Box-labeled dataset extracts
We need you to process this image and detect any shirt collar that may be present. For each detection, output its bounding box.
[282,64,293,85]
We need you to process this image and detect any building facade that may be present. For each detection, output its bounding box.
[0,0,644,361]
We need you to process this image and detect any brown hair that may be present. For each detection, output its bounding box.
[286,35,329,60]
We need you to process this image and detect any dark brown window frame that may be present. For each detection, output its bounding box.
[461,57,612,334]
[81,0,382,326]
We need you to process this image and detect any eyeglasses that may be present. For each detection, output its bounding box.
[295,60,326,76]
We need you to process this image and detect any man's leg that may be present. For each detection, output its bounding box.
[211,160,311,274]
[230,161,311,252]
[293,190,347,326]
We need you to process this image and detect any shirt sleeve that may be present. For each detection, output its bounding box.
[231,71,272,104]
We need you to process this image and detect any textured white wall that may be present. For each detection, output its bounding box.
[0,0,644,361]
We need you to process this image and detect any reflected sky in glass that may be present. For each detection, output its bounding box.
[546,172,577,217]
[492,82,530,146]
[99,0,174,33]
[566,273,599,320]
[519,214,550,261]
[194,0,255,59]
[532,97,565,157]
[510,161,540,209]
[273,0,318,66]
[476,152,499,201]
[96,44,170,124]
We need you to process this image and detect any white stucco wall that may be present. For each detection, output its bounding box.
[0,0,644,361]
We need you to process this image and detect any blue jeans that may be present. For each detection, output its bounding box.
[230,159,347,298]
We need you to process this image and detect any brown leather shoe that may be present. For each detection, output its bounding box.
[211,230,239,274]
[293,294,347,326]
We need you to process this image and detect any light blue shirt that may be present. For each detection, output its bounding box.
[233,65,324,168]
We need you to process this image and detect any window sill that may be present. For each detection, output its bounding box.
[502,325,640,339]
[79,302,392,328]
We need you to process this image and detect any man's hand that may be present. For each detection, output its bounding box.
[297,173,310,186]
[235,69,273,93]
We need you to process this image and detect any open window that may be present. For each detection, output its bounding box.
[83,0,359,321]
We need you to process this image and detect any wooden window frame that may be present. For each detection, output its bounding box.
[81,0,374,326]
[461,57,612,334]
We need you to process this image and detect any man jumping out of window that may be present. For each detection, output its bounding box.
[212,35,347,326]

## YOUR GOAL:
Can you write out again every line from the one containing "We need you to process this image and detect any eyeglasses" through the one containing "[231,71,272,104]", both included, keeping the wording unchanged but multiplying each bounding-box coordinate in square brackets by 2.35? Round each result to a whole number, with halves rounded up.

## ANSWER FOR THIS EXERCISE:
We need you to process this image and detect any eyeglasses that may be present. For each detection, output its bounding box.
[693,141,766,179]
We need you to process this image and detect any man's leg that may be present. For each detection, output its bounding box.
[496,376,731,644]
[541,378,731,592]
[689,447,815,766]
We need you to process this image and detect any shirt sleeve that may be present. For each detection, output its bounding box.
[543,167,639,244]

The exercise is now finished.